**Stated exercise 1:** Pull the lines out of the listing and copy them unchanged. Begin at the line that has "Task: Could you identify the dog's black fur" and stop after the line that has "<point>192,655</point>".

**Document section:**
##############################

I am working on a program which needs to read a Turbo Pascal data
base.  I am using Visual Basic to write the program.  VB apparently
does not have an equivalent to the "word" data type.

If anyone can help me understand the "word" data type I will
appreciate it.  How is it structured?  Hopefully, I can write some
sort of conversion routine.

If anyone knows how to convert a "word" field  to C I could take it
from there.

Again, any information will be appreciated.  thanks.

 

Re:"word" data type


The WORD data type is a simple 16 bit unsigned integer.  When written to a
file, the most significant byte will be written second as a memory image
is copied to the file.

Re:"word" data type


Quote
In article <31e4749f.1234...@nntp.ix.netcom.com> cmill...@ix.netcom.com (chuck miller) writes:
>I am working on a program which needs to read a Turbo Pascal data
>base.  I am using Visual Basic to write the program.  VB apparently
>does not have an equivalent to the "word" data type.
>If anyone can help me understand the "word" data type I will
>appreciate it.  How is it structured?  Hopefully, I can write some
>sort of conversion routine.
>If anyone knows how to convert a "word" field  to C I could take it
>from there.

A Pascal word is just a 16-bit unsigned integer value.  As long as you're
staying within 80x86, it shouldn't be much of a problem -- 80x86 stores
numbers little-endian (i.e., the lower byte of a word comes first, then the
higher byte).  One thing to remember.  Generally in C, int may be 16 or 32
bits, depending on the compilation.

Where you have in Pascal:

var
  myvar : word;

that would be in a 16-bit target compilation:

  unsigned int myvar;

or in a 32-bit target compilation:

  unsigned short int myvar;

You could also use preprocessor directives to your advantage:

#define WORD unsigned int

/* ... */

void myproc (void)
{
  WORD myvar;

  /* do whatever */

Quote
}

At least that's how to handle it in C.  You're on your own in VB.

Quote
>Again, any information will be appreciated.  thanks.

Is that enough information?

--
Scott Earnest          | We now return you to our regularly scheduled |
siny...@{*word*104}space.org | chaos and mayhem. . . .                      |

Re:"word" data type


On Thu, 11 Jul 1996 03:31:26 GMT, cmill...@ix.netcom.com (chuck miller)
wrote:

Quote
>I am working on a program which needs to read a Turbo Pascal data
>base.  I am using Visual Basic to write the program.  VB apparently
>does not have an equivalent to the "word" data type.

##############################

**Listed records:**
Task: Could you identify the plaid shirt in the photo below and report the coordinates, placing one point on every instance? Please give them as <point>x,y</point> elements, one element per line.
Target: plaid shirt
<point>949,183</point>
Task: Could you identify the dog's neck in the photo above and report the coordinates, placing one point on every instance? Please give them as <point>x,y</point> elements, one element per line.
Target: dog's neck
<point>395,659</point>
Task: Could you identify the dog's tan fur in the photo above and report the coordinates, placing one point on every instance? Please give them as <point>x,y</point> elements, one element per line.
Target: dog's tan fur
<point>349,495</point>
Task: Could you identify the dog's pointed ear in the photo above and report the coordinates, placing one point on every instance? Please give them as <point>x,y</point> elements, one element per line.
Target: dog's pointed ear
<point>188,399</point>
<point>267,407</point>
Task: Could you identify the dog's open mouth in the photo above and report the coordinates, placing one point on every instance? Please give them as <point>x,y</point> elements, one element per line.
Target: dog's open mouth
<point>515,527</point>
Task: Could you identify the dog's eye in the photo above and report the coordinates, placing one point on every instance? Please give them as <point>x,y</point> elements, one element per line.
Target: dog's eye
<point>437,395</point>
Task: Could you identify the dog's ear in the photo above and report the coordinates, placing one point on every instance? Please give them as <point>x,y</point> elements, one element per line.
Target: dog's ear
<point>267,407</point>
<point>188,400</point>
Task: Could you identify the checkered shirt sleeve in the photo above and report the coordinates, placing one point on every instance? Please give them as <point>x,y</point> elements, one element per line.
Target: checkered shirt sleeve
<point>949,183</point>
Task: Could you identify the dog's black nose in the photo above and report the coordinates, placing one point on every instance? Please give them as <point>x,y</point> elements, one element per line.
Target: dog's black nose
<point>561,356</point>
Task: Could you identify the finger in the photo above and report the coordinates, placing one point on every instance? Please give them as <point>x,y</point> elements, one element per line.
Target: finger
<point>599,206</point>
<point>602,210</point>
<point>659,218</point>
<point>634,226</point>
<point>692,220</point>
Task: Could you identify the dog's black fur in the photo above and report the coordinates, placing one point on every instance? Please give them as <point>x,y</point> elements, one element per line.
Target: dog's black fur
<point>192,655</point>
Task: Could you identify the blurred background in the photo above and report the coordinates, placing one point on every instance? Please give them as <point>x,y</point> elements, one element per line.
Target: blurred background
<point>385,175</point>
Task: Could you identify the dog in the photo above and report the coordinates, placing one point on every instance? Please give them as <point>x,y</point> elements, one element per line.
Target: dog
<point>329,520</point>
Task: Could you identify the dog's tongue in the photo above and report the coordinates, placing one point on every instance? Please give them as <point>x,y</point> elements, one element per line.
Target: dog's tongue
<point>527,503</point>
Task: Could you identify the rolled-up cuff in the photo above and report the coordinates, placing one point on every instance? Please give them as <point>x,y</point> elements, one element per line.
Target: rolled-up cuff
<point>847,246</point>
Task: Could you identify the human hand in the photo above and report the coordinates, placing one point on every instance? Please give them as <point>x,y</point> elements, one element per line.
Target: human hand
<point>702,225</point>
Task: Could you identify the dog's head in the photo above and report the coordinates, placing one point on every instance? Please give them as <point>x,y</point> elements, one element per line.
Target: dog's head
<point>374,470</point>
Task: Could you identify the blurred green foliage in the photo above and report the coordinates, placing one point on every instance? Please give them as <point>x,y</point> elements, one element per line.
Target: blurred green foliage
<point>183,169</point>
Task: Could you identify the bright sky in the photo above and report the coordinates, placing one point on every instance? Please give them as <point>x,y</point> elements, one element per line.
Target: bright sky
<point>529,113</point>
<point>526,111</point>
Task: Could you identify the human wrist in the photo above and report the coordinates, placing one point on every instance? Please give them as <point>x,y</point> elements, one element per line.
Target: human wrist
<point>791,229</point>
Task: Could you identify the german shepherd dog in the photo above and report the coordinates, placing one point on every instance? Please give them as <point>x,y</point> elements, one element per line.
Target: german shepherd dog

##############################

**Stated exercise 2:** Name every programming language mentioned in the thread on the Pascal word data type. Count a short form or abbreviation as the same language as its full name.

**Exercise output 1:**
Task: Could you identify the dog's black fur in the photo above and report the coordinates, placing one point on every instance? Please give them as <point>x,y</point> elements, one element per line.
Target: dog's black fur
<point>192,655</point>

**Exercise output 2:**
Turbo Pascal (also called Pascal)
Visual Basic (also called VB)
C